TASKS TO CARRY OUT:
**a)** Say whether each statement agrees with the trie thread, answering yes or no and quoting the deciding words exactly: (i) Phil Endecott once considered PATRICIA tries for an Apache log file analysis program; (ii) chintan rao has looked into Boost.Flyweight; (iii) the proposed trie::size() runs in O(key.size()) time.
**b)** In the trie thread, substitute "Radix Trees" for "Digital Search Trees" and give the passage starting with "Actually even the" and going on through "Boost.Interprocess containers do.".
**c)** Resume the trie thread from the point where it stops.

Boost logo

Boost :

From: chintan rao (chintanraoh_at_[hidden])
Date: 2008-03-22 22:31:08


Hi,

On Sun, Mar 23, 2008 at 5:37 AM, Phil Endecott <
spam_from_boost_dev_at_[hidden]> wrote:

> chintan rao wrote:
> > I was thinking of implementing trie and various variation of tries,
> namely
> > Ternary trees, Suffix trees and DAWG(Directed Acyclic Word Graphs) , for
> > Google Soc.
>
> That's interesting. Do you have a motivating application?

Till now i was gathering ideas here at the mailing list and other places.
Will have to prepare a final application.

> I last thought about tries when Boost.Flyweight was being discussed.
> Could your tries be used there?

 I have not looked into Boost.Flyweight but I suppose they can be used :).

At one time I was considering writing an Apache log file analysis
> program. This would have used some sort of trie or similar structure
> to store the URLs (the aim is to be able to analyse very large logs in
> RAM). At the time I was considering PATRICIA tries.

Some people had suggested PATRACIA tries. I looked into the algorithm and
added it to my todo list.
Actually even the DAWG idea was suggested by someone else too :). I also
looked in Digital Search Trees :).

> I also have some code that stores large numbers of very similar filenames:
>
> /photos/christmas_2007/img_3277.jpg
> /photos/christmas_2007/img_3278.jpg
> ....
>
> These are currently stored in a binary file which is mmap()ed. The
> time to read the file is non-trivial and is bad for program start-up
> time. So perhaps I need a trie that can be stored in the mmap()ed
> file, i.e. not using pointers, like the Boost.Interprocess containers do.
>
> > I was thinking something like this
> >
> > This is the abstract of the interface for trie
> > Interface:
> > trie<type_2> something;
> > trie[string key]=type2 value; // O(key.size());
> > value trie::delete(string key); // O(key.size());
> > trie::iterator trie::find(string key); // O(key.size())'
> > int trie::size() // O(1) time. Gives the total no of
> elements in
> > the trie
> > trie::iterator trie::begin() //gives the beginning ie the
> > lexicographically least key :)

DATASET EXTRACT:

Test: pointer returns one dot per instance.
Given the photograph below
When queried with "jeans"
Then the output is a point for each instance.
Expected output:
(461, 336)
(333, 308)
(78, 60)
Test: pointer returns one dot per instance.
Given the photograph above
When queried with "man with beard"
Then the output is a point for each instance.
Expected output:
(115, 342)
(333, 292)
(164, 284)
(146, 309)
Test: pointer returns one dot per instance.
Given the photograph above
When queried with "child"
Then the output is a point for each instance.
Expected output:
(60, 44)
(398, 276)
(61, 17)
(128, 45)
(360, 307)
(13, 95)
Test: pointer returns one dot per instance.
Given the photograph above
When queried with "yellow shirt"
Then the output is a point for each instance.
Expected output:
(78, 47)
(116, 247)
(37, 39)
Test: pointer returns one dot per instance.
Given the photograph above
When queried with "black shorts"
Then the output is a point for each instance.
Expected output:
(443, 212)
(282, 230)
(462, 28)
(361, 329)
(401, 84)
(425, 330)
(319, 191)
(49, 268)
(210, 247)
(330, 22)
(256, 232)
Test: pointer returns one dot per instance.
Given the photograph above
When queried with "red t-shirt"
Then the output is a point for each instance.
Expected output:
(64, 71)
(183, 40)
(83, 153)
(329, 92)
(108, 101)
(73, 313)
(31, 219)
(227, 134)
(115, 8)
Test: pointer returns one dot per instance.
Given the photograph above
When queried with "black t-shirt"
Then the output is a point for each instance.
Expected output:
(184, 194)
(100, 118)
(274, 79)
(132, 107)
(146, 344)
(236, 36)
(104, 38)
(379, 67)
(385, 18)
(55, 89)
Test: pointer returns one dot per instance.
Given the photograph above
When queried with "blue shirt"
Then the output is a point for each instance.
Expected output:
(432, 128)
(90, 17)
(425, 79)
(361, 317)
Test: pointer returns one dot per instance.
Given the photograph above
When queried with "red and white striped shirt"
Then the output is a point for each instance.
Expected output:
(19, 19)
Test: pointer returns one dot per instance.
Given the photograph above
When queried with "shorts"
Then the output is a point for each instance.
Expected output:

ANSWERS FOR THE EXERCISE:
**a)**
(i) Yes: "At the time I was considering PATRICIA tries."
(ii) No: "I have not looked into Boost.Flyweight but I suppose they can be used :)."
(iii) No: "O(1) time."

**b)**
Actually even the DAWG idea was suggested by someone else too :). I also
looked in Radix Trees :).

> I also have some code that stores large numbers of very similar filenames:
>
> /photos/christmas_2007/img_3277.jpg
> /photos/christmas_2007/img_3278.jpg
> ....
>
> These are currently stored in a binary file which is mmap()ed. The
> time to read the file is non-trivial and is bad for program start-up
> time. So perhaps I need a trie that can be stored in the mmap()ed
> file, i.e. not using pointers, like the Boost.Interprocess containers do.

**c)**
> > trie::iterator trie::end() //gives a iterator which is same as
> > x=x+trie.size();
> > string trie::get_key(iterator x) gets the key pointed to by iterator
> x;
> >
> > trie::iterator x; //worst case O(height of tree)
> > x++; // traverses the tree left to right and goes to the "next" node
> > x--; // traverses the tree right to left and goes to "prev" node
> >
> > *x // referrences the value of the key x is pointing to.
> > trie.delete(x) // deletes the key pointed to by x;
> >
> > trie.count_prefix(string key) // counts the no of keys with prefix
> key
> >
> > Examples:
> > trie::interator x;
> > trie<vector<int> > t;
> > t["hello"].push_back(9);
> > t["eat"].push_back(10);
> >
> > x=t.find("hello");
> > x--; //or --x; x now points to "eat" since eat comes before "hello"
> > lexicographically;
> > cout<<(*x)[0]<<endl;
> >
> > x++;//or ++x, x now points to "hello";
> >
> > x=t.end(); // or x++ will point to t.end().
> >
> > do
> > {
> > x--;
> > int size=(*x).size();
> > cout<<t.get_key(x)<<endl;
> > for(int j=0;j<size;j++)
> > cout<<(*x)[j]<<" ";
> > cout<<endl;
> > }
> > while(x!=t.begin());
> >
> > Please suggest changes to the interface and other things.
>

>
> I think you should be able to make it (almost) identical to std::map's
> interface. You should certainly use std::map as your starting point,
> and only deviate from it when you have a good reason to do so.
>
Should be easily possible :).

>
>
> Regards, Phil.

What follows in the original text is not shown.